_GIVEN REQUEST:_
Please answer these questions about the email on the mail key scheme:
(a) What address appears in the "To" line?
(b) According to the "Sender" step, what two things does the list called the AMRL contain?
(c) What does the sender hand the Mail Key Server along with the AMRL?

_PAGE EXTRACT:_
^^^^^^^^
From: Jeffrey I. Schiller <jis@ATHENA.MIT.EDU>
To: ZBEN@umd2.umd.edu
Cc: kerberos@ATHENA.MIT.EDU
In-Reply-To: Ben Cranston's message of Sat, 01 Apr 89 20:20:38 EST <M1989$020210.016118BEN.ZBEN@UMD2.UMD.EDU>

	How about this scheme (which is implementable completely
outside of the kerberos server):

Define a "Mail Key Transmission" service. This service works as follows:

Sender: Build a list containing the name of the sender and a list of
recipients of the message (the AMRL). Hand the "Mail Key Server" (MKS)
a Ticket (say for the "mailkey" service with instance equal to the
mail key server's name) along with the AMRL in a standardized format
with a cryptographic checksum based on the session key of the included
ticket.

If the sender of the AMRL is authenticated to be the specified sender,
the MKS returns the AMRL with a new cryptographic checksum (which only
it can validate) a session key enciphered in a private key of the MKS,
a private key version number (for inclusion with the message) and the
same session key encrypted in the sender's session key (as provided in
the ticket above).
^^^^^^^^
_Items from a dataset:_
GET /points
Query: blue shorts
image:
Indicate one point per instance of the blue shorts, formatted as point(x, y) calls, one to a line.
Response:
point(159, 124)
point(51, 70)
^^^^^^^^
_SOLUTION BELOW:_
(a) ZBEN@umd2.umd.edu
(b) The name of the sender and a list of recipients of the message.
(c) A ticket, for example for the "mailkey" service with instance equal to the mail key server's name.